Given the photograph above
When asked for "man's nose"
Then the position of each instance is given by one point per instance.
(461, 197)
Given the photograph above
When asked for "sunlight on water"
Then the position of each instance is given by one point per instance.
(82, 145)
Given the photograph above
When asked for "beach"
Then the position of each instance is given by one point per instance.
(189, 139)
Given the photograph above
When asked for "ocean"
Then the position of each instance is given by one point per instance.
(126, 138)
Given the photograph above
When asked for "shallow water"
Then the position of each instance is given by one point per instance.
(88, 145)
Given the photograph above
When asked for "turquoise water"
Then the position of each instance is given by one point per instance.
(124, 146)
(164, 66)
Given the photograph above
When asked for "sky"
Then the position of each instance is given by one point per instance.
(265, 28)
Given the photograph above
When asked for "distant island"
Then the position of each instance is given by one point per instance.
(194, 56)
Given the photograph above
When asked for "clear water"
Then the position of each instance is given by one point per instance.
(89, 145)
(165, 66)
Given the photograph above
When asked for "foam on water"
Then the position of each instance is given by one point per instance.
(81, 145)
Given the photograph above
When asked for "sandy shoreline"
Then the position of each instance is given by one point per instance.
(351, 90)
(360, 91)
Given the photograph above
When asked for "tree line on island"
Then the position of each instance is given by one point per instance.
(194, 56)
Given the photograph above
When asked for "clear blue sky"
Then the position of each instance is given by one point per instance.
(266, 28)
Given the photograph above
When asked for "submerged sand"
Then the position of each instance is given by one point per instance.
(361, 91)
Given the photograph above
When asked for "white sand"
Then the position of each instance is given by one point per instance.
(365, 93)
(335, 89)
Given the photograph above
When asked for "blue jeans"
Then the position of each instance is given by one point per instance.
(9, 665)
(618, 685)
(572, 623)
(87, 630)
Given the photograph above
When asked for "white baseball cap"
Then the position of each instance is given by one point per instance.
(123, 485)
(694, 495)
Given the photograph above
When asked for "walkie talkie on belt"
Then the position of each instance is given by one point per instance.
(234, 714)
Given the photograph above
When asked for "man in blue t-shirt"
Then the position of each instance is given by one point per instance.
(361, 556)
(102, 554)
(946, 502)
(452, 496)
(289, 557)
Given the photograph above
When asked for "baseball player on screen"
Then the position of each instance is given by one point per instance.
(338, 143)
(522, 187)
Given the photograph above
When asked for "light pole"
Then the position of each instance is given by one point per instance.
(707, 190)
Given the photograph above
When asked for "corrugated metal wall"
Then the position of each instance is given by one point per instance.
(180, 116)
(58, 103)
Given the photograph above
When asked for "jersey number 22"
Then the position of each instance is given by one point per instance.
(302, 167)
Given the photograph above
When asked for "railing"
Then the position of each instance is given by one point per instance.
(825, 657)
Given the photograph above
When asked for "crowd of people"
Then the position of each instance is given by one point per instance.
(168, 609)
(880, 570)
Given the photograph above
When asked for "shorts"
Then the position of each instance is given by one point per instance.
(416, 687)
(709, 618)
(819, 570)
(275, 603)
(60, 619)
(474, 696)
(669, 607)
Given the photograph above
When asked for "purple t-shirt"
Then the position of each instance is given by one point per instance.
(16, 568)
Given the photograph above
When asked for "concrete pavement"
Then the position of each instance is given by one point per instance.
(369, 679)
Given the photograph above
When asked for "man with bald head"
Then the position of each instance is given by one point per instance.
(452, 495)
* * * *
## PROBLEM DESCRIPTION
Pick out and copy every line in the listing above that contains the word "clear". Matching is case-sensitive.

## ANSWER IN FULL
When asked for "clear water"
When asked for "clear blue sky"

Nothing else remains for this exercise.